**PROVIDED MATERIAL:**
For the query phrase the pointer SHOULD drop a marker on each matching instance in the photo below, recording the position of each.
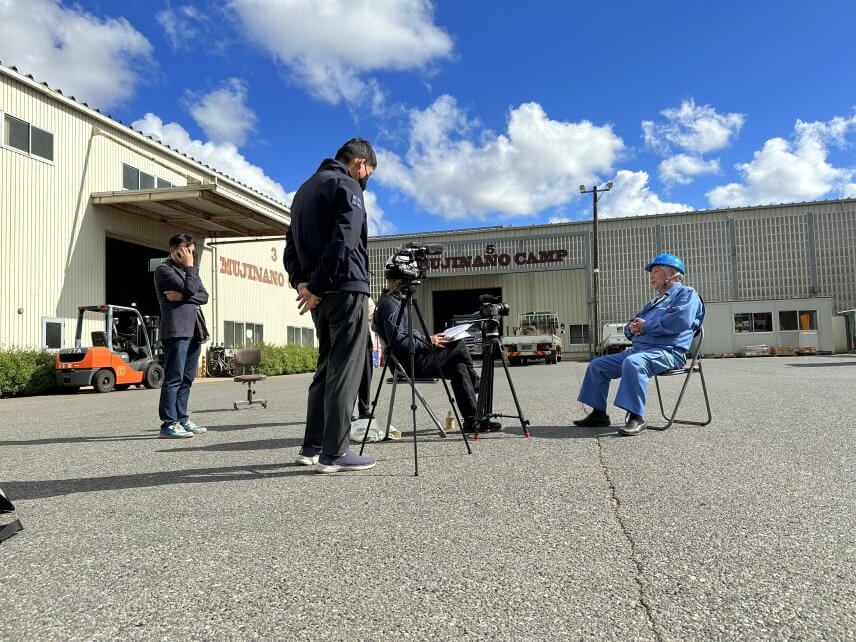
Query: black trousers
(457, 367)
(341, 323)
(364, 400)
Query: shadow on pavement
(77, 440)
(569, 432)
(822, 365)
(234, 446)
(22, 490)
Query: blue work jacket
(671, 320)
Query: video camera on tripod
(409, 262)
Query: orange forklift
(121, 356)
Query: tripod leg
(387, 354)
(374, 405)
(523, 421)
(443, 378)
(413, 386)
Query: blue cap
(667, 260)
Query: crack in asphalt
(616, 504)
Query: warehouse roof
(201, 209)
(71, 101)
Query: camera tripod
(407, 294)
(491, 348)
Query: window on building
(237, 334)
(130, 177)
(52, 333)
(300, 336)
(19, 134)
(308, 337)
(762, 322)
(133, 178)
(788, 320)
(578, 334)
(753, 322)
(147, 181)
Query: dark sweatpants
(457, 365)
(341, 323)
(364, 401)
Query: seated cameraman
(454, 357)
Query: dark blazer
(326, 244)
(178, 318)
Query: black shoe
(595, 419)
(635, 424)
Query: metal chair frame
(693, 365)
(244, 360)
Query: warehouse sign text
(251, 272)
(491, 258)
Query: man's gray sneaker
(307, 456)
(635, 424)
(174, 431)
(346, 462)
(196, 429)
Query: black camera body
(409, 262)
(492, 307)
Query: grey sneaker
(189, 426)
(307, 456)
(174, 431)
(635, 424)
(348, 461)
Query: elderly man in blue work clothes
(661, 334)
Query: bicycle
(217, 365)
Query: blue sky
(483, 112)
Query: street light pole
(594, 334)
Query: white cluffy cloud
(631, 196)
(224, 157)
(330, 46)
(694, 130)
(697, 129)
(378, 223)
(537, 163)
(224, 114)
(93, 59)
(791, 170)
(681, 168)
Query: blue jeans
(182, 361)
(635, 368)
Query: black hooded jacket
(326, 245)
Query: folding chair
(693, 365)
(399, 374)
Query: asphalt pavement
(744, 529)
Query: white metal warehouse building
(87, 204)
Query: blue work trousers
(635, 368)
(182, 361)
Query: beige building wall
(247, 284)
(53, 239)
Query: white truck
(535, 337)
(613, 339)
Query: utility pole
(594, 333)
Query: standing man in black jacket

**WHAT IS REQUIRED:** Type out exactly the span of lines from the one with "Query: metal chair frame" to the end of the material above, counting both end lines, and nothing else.

**RESULT OF THE EXERCISE:**
Query: metal chair frame
(693, 365)
(244, 360)
Query: warehouse sign text
(251, 272)
(491, 258)
Query: man's gray sneaker
(307, 456)
(635, 424)
(174, 431)
(346, 462)
(196, 429)
Query: black camera body
(409, 262)
(492, 307)
Query: grey sneaker
(189, 426)
(307, 456)
(174, 431)
(635, 424)
(348, 461)
Query: elderly man in blue work clothes
(661, 334)
Query: bicycle
(217, 365)
Query: blue sky
(483, 112)
Query: street light pole
(594, 334)
Query: white cluffy cloud
(631, 196)
(224, 157)
(330, 46)
(694, 130)
(697, 129)
(378, 223)
(537, 163)
(224, 114)
(93, 59)
(791, 170)
(681, 168)
Query: blue jeans
(182, 361)
(635, 368)
Query: black hooded jacket
(326, 245)
Query: folding chair
(693, 365)
(399, 374)
Query: asphalt pavement
(744, 529)
Query: white metal warehouse building
(87, 204)
Query: blue work trousers
(635, 368)
(182, 361)
Query: beige building wall
(247, 284)
(53, 239)
Query: white truck
(535, 337)
(613, 339)
Query: utility pole
(594, 333)
Query: standing man in black jacket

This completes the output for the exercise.